* [What is needed]: Copy each line that includes the string "space" from the material into your answer.

* [Record extracts]:
··········
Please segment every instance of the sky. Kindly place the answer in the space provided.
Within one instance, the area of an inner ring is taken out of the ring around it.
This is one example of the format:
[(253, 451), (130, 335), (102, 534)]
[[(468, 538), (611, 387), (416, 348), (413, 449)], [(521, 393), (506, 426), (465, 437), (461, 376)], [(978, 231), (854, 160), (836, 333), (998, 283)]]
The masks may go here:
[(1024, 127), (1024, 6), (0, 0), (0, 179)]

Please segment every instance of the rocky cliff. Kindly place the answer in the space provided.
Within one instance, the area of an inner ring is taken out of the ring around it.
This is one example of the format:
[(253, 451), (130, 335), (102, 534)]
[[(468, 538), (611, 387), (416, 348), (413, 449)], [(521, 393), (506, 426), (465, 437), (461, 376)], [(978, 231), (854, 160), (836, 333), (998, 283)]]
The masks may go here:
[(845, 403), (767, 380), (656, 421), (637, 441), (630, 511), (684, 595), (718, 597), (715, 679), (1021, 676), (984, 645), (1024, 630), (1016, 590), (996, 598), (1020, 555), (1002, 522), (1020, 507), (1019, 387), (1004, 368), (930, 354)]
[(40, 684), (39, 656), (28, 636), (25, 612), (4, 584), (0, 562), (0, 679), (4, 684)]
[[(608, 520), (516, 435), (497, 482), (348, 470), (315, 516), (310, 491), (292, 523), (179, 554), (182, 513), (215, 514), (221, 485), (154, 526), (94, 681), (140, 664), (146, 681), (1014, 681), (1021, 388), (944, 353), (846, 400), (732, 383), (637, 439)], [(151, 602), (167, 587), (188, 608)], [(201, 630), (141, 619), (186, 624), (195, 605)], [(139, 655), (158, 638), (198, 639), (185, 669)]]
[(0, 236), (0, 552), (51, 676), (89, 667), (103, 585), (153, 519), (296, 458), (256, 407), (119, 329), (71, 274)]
··········
* [Written solution]:
Please segment every instance of the sky. Kindly place the answer in the space provided.
Please segment every instance of the rocky cliff. Kindly place the answer in the space provided.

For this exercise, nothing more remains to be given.